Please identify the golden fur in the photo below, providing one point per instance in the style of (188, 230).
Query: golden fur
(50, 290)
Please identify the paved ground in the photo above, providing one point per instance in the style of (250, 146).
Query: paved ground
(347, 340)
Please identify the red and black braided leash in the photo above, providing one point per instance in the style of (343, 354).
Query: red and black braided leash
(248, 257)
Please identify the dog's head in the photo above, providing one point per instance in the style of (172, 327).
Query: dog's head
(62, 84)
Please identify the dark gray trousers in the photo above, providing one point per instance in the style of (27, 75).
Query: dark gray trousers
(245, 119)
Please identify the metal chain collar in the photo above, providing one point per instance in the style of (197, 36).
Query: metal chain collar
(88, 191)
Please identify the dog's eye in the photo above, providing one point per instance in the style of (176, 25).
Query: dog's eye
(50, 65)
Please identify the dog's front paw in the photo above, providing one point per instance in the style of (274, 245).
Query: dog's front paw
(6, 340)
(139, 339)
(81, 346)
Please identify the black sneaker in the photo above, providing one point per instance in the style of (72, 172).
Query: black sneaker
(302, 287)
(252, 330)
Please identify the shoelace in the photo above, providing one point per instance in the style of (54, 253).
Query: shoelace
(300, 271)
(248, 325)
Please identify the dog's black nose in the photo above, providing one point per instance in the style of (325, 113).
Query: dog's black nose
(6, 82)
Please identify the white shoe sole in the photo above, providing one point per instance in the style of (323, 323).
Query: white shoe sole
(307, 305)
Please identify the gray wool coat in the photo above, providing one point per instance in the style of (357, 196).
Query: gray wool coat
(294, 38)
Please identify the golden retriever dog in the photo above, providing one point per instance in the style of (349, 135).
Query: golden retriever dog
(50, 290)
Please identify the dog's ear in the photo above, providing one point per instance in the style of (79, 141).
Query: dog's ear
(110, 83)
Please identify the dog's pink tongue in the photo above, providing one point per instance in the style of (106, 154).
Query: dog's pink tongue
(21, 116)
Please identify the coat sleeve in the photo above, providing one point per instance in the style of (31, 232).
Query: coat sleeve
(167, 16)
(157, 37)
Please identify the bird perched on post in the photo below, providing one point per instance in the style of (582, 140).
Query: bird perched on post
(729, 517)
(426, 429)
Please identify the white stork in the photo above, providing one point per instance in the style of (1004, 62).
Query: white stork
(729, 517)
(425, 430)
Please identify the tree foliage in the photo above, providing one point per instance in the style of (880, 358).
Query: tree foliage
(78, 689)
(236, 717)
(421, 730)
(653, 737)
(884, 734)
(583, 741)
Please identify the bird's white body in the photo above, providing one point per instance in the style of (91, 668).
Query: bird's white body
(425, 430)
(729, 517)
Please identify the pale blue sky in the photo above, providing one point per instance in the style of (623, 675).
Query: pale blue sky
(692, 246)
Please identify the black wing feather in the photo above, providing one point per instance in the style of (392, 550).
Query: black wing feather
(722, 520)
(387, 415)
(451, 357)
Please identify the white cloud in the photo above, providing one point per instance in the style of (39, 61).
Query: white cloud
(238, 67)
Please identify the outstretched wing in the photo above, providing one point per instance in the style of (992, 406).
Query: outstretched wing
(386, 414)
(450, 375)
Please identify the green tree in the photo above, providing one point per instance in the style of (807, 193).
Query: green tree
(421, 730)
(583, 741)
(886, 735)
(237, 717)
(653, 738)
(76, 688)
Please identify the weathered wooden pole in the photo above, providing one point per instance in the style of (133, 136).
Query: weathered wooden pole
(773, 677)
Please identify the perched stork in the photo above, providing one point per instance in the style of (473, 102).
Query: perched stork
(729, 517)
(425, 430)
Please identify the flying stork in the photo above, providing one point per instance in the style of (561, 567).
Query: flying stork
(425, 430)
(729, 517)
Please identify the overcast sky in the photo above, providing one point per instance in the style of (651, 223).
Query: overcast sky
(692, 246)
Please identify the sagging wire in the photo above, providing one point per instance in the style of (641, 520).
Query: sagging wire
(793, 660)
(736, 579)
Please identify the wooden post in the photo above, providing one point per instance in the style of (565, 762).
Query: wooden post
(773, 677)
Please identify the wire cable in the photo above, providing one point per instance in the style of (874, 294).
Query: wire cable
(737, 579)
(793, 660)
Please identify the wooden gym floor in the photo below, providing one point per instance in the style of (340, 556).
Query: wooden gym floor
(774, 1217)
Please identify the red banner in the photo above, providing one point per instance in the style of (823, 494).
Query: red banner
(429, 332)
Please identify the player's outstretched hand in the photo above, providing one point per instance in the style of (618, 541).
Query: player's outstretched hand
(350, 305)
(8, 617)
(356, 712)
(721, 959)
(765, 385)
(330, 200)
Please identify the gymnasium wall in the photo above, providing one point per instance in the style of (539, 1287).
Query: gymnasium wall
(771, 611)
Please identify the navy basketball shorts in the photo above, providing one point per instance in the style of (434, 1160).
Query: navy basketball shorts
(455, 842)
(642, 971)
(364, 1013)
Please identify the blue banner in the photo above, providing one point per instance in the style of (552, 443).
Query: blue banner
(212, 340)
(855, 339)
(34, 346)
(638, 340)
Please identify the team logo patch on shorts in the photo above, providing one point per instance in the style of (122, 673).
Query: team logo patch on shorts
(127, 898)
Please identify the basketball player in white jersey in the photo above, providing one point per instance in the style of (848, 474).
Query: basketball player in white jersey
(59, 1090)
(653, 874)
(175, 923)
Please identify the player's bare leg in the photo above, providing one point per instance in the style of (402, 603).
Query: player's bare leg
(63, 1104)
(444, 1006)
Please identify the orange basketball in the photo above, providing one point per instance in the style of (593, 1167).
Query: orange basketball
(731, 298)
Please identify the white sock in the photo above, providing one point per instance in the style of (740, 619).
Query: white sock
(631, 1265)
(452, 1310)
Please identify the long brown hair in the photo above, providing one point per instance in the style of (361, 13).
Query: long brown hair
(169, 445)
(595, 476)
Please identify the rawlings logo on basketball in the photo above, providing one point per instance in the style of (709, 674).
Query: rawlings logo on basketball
═══
■ **REQUIREMENT**
Copy all of the data above word for word, keeping every line in its original order.

■ **EXERCISE ANSWER**
Please identify the golden fur in the photo below, providing one point per instance in the style of (188, 230).
Query: golden fur
(50, 290)
Please identify the paved ground in the photo above, providing one point per instance in the style of (250, 146).
Query: paved ground
(347, 340)
Please identify the red and black braided leash in the photo above, providing one point per instance in the style of (343, 354).
Query: red and black braided leash
(248, 257)
Please identify the dog's head in the photo above, providing one point per instance in the style of (172, 327).
Query: dog's head
(62, 84)
Please identify the dark gray trousers in the photo above, providing one point per instance in the style of (27, 75).
Query: dark gray trousers
(245, 119)
Please identify the metal chain collar in the photo above, providing one point per instance in the style of (197, 36).
Query: metal chain collar
(88, 191)
Please identify the dog's eye in the photo above, providing one point per instance in the style of (176, 25).
Query: dog's eye
(50, 65)
Please identify the dog's front paw in the photo above, providing one point per instance in the style of (274, 245).
Query: dog's front paw
(6, 340)
(139, 339)
(81, 346)
Please identify the black sneaker in the photo above, providing one point per instance in the style of (72, 172).
Query: black sneaker
(302, 287)
(252, 330)
Please identify the shoelace in the photo above, providing one point per instance in the style of (54, 253).
Query: shoelace
(300, 271)
(248, 325)
Please identify the dog's black nose in the photo above, providing one point per instance in the style of (325, 113).
Query: dog's black nose
(6, 82)
Please identify the white shoe sole in the photo above, providing one point per instance in the style of (323, 323).
Query: white shoe sole
(307, 305)
Please identify the gray wool coat in the photo above, providing one point per instance in the style of (357, 196).
Query: gray wool coat
(294, 38)
Please identify the golden retriever dog in the photo above, providing one point per instance in the style of (349, 135).
Query: golden retriever dog
(50, 290)
Please identify the dog's ear in the photo above, providing one point per instance in the style of (79, 141).
Query: dog's ear
(110, 83)
Please identify the dog's pink tongue in the photo above, providing one point per instance in the style of (106, 154).
Query: dog's pink tongue
(21, 116)
Please identify the coat sleeve in the photo above, providing one point per instance in the style of (31, 232).
Query: coat sleeve
(167, 16)
(157, 37)
Please identify the bird perched on post in the photo below, providing one point per instance in the style of (582, 140).
Query: bird perched on post
(729, 517)
(426, 429)
Please identify the white stork in the photo above, providing one point per instance in the style of (1004, 62).
Query: white stork
(729, 517)
(425, 430)
Please identify the tree foliage in the photo above, providing one point per instance in the style of (880, 358).
Query: tree foliage
(78, 689)
(236, 717)
(421, 730)
(653, 737)
(884, 734)
(583, 741)
Please identify the bird's white body in the photo above, providing one point per instance in the style of (91, 668).
Query: bird's white body
(425, 430)
(729, 517)
Please identify the pale blue sky in the photo above, providing one point per instance in the style of (623, 675).
Query: pale blue sky
(692, 246)
Please identify the black wing feather in the photo above, providing one point per instance in the style of (392, 550).
Query: black wing feather
(722, 520)
(387, 415)
(451, 357)
Please identify the white cloud in the photo above, providing one point per instance in the style of (39, 61).
Query: white cloud
(238, 67)
Please identify the outstretched wing in the photo above, providing one point per instance in the style of (992, 406).
Query: outstretched wing
(386, 414)
(450, 375)
Please identify the green tree in the photo above, providing one point per instance in the style of (807, 193).
Query: green tree
(421, 730)
(583, 741)
(886, 735)
(237, 717)
(653, 738)
(76, 688)
Please identify the weathered wooden pole in the photo above, providing one point per instance in the style of (133, 136).
Query: weathered wooden pole
(773, 677)
Please identify the perched stork in the photo above, providing one point per instance in the style of (473, 102).
Query: perched stork
(729, 517)
(425, 430)
Please identify the flying stork in the photo above, providing one point per instance in the style of (561, 567).
Query: flying stork
(425, 430)
(729, 517)
Please identify the overcast sky in the photo above, providing one point per instance in the style of (651, 223).
Query: overcast sky
(692, 246)
Please identify the sagging wire in the photo above, providing one point per instance in the style of (641, 520).
Query: sagging wire
(793, 660)
(736, 579)
Please identify the wooden post in the photo above, providing one point per instance in the style of (565, 762).
Query: wooden post
(773, 677)
Please identify the wire cable in the photo above, providing one point per instance in the style of (874, 294).
Query: wire cable
(737, 579)
(793, 660)
Please identify the wooden gym floor in the photo below, providing one point per instance in the style of (340, 556).
Query: wooden gym floor
(774, 1217)
Please identify the red banner in the photo above, providing one point per instance in the style of (823, 494).
Query: red banner
(429, 332)
Please identify the player's outstretched hand in the photo above, providing one point per instance in the style of (618, 541).
Query: player's outstretched hand
(350, 305)
(8, 617)
(356, 712)
(721, 959)
(765, 385)
(330, 200)
Please identify the gymnasium wall in the photo above, providing one point per instance in the style of (539, 1287).
Query: gymnasium wall
(771, 611)
Please identify the navy basketball shorts in the photo above, providing one point per instance in the style of (434, 1160).
Query: navy basketball shorts
(455, 842)
(642, 971)
(364, 1013)
Please identify the blue banner in the photo above, providing one point per instance in the style of (552, 443).
Query: blue banner
(212, 340)
(855, 339)
(34, 346)
(638, 340)
Please identify the team logo patch on shorts in the photo above, providing one point per instance in the style of (122, 673).
Query: team logo patch on shorts
(127, 898)
Please identify the basketball player in white jersey in the photo above, providing one point per instance in the style of (848, 474).
Query: basketball player in white jersey
(59, 1090)
(653, 874)
(175, 923)
Please identify the player's bare leg in the photo above, providing one point per instance in the style of (402, 603).
Query: player's bare leg
(63, 1104)
(444, 1006)
Please identify the orange basketball in the photo above, providing one point per instance in the style of (593, 1167).
Query: orange basketball
(731, 298)
Please identify the white sock in the photo above, providing one point per instance in the style of (740, 619).
Query: white sock
(631, 1265)
(452, 1310)
Please identify the long brown hair in the photo above, providing one point per instance in the style of (361, 13).
Query: long brown hair
(169, 445)
(595, 476)
Please identify the rawlings logo on basketball in the photo above, providing one point per instance in the style of (709, 674).
Query: rawlings logo on basketball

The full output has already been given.